§ **Problem statement**
Show each line of the data below that has the string "patchy" in it.

Start of Provided data

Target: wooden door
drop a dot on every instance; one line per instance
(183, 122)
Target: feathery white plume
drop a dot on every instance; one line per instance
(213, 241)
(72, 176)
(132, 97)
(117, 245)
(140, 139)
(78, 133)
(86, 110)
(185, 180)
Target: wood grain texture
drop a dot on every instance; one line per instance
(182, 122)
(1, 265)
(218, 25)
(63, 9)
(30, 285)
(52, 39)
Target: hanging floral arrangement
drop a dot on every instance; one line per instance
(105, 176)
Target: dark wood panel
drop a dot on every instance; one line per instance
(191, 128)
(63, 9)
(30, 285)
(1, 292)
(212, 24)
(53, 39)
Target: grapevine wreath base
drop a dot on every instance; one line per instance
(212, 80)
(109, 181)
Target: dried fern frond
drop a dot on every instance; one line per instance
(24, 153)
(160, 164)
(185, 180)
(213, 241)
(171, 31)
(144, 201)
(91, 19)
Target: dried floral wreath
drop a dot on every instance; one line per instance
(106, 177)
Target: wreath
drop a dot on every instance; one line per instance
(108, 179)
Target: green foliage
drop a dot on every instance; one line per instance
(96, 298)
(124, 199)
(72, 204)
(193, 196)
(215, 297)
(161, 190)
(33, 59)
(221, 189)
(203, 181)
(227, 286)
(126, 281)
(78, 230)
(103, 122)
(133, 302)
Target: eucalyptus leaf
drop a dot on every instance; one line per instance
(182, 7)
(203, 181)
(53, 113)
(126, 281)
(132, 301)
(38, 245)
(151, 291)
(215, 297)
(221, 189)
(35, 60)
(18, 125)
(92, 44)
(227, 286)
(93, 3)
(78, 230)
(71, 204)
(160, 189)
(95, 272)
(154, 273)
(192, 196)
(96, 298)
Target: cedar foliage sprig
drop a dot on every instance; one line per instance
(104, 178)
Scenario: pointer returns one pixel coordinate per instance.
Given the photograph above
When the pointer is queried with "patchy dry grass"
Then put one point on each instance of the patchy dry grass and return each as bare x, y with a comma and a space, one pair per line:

End of Provided data

§ **Answer space**
When the pointer is queried with "patchy dry grass"
Then put one point on each instance of the patchy dry grass and return each as bare x, y with a comma and a space, one pair per line:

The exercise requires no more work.